(SELECTED EXTRACT)

I am so on board with your weight-loss mentality. I never count calories from my kids' plates, and my damn dryer has been shrinking EVERYTHING lately. Well, not everything...just mine. It's biased.

And may I ask...why are you searching for "Camel Toe" on youtube???? Thanks...now I'm going to have nightmares.

Chicky Chicky Baby said...

Re #1 - I feel the same way about donuts. It's even acceptable to eat two if you share at least half of one with your kid.

GHD said...

Those are some brilliant rules to live by! I like it! I am in full support!

Mom of 5 said...

I can honestly say I have stuck to your diet plan better than any other I have ever attempted.

Cheryl said...

Yesterday I told my husband that the oatmeal cookies I eat when standing up don't count. And they are oatmeal, and that's a whole grain, so really, I might as well be eating pure health and wellness.

catnip said...

Hey, I've been following that diet for years! Glad I'm not the only one.

A's Mom said...

I totally agree with all these rules... now if only my body would hold true to them!

Potty Mummy said...

Oooh, oooh, I have some...

1. Broken biscuits don't count. The calories have all leaked out.

2. If you're travelling, food doesn't count. Calories stay home.

3. If it's brown - no calories (for obvious reasons - it goes straight through you)

4. If it's white - no calories. You're not trying to tell me there are calories in harmless potatoes, surely?

5. If you put a diet mixer in an alcoholic drink (Vodka and slimline, anyone?), it negates the calories.

Want more?

Shell in the City said...

What words of diet wisdom! I feel a class action suit coming on re: dryers!! Speaking of dieticians, I was just in Nashville & my friend from TX who was there is a dietician. I felt like I was being watched by Bob Greene the whole time. I hope your dad is recovering well from the surgery!!

MadMad said...

You forgot driving to the gym, heh heh! (Wherein your toddler refuses to stay with the daycare lady; the gym is actually closed; the class you wanted is full, etc., etc.)

Southern Fried Girl said...

If you WERE a dietician, I'd totally hire you.

Caffeine Court said...

I've been following your diet for a few days now, and I've already gained 20 lbs! What's the dealio?? :)

Deb said...

Never forget: food consumed on vacation and your birthday contains zero calories!!

Man, you should write a book! This is my diet precisely!

(End SELECTED EXTRACT)

**HOW TO COMPLETE THIS TASK**
Answer these questions about the comments on diet rules.
(a) In the first rule from Potty Mummy, why don't broken biscuits count?
(b) What does Cheryl say she told her husband about the oatmeal cookies she eats when standing up?
(c) How much weight does Caffeine Court say was gained after following the diet for a few days?

(EXCERPTED DATA)

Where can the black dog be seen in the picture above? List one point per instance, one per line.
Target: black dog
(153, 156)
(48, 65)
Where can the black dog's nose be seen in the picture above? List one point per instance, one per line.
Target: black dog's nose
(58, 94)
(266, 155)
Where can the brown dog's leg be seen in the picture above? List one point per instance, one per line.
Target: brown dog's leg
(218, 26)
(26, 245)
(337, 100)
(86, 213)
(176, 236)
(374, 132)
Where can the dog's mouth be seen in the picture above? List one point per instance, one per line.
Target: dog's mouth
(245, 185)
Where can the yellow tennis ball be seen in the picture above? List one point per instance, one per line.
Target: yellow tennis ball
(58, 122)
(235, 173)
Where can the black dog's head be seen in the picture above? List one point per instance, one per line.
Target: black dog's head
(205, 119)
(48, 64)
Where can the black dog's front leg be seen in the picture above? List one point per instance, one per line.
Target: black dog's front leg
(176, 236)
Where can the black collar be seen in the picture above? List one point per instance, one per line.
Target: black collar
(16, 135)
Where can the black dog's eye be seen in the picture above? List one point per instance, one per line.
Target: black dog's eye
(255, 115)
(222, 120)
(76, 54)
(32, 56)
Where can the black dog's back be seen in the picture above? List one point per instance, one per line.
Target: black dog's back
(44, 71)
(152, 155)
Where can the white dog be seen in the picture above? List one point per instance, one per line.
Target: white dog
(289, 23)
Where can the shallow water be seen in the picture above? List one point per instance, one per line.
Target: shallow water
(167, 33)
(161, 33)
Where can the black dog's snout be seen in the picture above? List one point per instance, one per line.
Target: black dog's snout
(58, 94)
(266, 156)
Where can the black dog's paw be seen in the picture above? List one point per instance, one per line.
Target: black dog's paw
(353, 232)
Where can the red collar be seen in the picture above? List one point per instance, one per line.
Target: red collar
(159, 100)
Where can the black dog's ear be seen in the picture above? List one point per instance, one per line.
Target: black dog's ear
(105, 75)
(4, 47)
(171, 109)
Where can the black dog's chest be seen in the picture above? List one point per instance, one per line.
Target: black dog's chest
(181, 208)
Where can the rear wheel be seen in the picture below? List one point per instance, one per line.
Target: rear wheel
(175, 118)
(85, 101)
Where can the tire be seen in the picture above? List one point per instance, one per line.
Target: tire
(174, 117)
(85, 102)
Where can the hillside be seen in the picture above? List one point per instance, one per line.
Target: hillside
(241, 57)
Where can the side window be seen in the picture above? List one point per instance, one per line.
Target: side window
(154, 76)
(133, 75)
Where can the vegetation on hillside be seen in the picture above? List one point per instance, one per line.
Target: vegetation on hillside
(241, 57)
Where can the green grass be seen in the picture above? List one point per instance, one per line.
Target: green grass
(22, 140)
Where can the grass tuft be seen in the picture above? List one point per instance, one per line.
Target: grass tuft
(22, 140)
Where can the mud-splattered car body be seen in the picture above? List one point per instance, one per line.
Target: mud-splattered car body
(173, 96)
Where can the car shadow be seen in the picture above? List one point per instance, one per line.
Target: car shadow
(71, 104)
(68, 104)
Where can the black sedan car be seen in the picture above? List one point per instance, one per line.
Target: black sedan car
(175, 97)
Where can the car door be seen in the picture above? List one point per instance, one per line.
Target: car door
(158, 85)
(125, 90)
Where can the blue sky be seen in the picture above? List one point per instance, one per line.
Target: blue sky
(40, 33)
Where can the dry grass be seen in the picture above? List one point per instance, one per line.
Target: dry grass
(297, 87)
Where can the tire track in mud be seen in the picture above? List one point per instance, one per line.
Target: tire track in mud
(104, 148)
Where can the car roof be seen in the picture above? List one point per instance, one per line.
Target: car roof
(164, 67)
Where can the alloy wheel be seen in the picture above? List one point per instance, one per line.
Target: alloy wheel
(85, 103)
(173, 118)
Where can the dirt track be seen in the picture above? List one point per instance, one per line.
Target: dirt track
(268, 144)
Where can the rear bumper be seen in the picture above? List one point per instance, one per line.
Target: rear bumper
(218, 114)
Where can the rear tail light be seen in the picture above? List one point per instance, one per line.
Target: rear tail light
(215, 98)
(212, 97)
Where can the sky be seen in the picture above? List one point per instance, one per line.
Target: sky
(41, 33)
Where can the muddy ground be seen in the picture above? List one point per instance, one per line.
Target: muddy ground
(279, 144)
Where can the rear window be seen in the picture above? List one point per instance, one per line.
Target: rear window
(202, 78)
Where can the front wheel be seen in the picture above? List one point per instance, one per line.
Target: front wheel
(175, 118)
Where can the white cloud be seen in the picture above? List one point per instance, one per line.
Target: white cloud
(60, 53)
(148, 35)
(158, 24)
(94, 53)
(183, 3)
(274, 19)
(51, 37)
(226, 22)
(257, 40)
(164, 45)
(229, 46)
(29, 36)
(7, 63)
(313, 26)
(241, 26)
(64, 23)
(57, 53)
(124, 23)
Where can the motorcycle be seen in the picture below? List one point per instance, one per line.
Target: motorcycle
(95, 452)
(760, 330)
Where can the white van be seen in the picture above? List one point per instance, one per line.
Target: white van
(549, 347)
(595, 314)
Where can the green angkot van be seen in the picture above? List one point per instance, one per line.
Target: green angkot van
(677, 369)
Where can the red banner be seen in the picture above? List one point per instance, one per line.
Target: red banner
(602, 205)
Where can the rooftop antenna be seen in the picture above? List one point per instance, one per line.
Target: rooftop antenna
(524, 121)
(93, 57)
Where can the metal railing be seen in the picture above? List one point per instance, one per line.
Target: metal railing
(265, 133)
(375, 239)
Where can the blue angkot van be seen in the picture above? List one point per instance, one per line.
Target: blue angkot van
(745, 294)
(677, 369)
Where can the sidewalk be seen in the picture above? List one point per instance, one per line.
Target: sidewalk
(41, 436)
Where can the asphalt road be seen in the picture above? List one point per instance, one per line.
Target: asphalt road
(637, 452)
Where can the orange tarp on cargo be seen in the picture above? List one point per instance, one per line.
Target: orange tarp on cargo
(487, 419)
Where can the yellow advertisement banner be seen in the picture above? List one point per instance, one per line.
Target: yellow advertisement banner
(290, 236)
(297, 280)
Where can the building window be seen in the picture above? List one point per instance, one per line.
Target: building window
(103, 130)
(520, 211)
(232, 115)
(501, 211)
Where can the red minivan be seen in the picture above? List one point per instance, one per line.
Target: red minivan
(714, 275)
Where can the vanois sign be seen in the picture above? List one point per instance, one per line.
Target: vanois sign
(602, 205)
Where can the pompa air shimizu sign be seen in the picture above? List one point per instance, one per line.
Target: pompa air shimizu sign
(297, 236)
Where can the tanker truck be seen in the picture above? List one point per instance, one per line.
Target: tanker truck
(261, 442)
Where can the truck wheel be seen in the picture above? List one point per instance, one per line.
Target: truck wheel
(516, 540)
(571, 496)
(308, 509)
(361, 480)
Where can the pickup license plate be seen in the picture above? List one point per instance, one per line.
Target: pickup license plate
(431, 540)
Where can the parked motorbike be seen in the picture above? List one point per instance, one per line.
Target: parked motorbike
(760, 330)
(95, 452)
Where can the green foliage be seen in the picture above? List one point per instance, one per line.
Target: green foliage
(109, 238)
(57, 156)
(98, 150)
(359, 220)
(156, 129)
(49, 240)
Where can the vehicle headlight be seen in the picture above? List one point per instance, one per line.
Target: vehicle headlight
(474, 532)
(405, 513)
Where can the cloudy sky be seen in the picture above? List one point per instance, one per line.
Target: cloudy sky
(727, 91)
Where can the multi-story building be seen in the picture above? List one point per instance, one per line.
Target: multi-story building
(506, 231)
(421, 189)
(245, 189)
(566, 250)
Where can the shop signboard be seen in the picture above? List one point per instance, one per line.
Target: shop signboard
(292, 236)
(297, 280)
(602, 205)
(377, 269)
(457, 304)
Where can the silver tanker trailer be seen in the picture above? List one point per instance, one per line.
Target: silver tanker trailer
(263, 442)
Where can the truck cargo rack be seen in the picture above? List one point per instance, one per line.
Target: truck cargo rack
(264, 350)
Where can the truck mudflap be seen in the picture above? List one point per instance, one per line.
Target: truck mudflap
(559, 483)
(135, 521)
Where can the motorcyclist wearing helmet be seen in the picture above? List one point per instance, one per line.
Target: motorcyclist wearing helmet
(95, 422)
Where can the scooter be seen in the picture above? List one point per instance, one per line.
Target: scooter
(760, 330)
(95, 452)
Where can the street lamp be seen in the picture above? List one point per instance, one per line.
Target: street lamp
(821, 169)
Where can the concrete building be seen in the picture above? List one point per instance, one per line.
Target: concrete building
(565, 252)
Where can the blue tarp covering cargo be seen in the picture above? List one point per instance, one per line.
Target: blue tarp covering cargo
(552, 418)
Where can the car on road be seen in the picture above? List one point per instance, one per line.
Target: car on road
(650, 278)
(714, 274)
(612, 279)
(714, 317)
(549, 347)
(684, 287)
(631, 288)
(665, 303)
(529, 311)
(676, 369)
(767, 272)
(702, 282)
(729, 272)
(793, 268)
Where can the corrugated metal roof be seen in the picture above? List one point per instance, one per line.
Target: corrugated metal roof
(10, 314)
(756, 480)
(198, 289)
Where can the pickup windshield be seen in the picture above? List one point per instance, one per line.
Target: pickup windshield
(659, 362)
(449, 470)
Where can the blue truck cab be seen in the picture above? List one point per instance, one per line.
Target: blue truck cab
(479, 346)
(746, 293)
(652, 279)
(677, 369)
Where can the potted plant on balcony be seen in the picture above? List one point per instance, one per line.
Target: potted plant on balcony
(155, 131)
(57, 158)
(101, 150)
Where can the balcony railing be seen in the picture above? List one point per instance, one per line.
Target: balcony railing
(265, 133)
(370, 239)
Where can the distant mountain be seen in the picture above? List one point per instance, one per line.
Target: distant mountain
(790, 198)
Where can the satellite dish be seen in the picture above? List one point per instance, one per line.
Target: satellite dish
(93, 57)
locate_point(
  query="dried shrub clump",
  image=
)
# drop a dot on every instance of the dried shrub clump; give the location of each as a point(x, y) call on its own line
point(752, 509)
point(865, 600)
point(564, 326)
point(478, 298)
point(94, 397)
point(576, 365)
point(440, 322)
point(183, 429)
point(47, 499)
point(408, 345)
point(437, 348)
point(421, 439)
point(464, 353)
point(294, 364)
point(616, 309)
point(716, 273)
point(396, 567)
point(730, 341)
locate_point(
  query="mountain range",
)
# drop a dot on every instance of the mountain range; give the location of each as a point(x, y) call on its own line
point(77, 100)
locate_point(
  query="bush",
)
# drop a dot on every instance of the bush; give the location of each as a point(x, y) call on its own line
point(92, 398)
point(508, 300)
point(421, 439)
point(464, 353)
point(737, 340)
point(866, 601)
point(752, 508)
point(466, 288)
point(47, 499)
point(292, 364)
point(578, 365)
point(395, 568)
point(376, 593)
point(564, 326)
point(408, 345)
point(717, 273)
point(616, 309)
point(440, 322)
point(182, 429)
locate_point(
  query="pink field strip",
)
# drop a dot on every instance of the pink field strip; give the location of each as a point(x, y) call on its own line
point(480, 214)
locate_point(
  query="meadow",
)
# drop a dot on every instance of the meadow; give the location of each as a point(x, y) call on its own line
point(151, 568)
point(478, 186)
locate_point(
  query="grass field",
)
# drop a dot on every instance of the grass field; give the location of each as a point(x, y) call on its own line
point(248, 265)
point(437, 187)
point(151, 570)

(End EXCERPTED DATA)

**WRITTEN SOLUTION**
(a) The calories have all leaked out.
(b) They don't count.
(c) 20 lbs.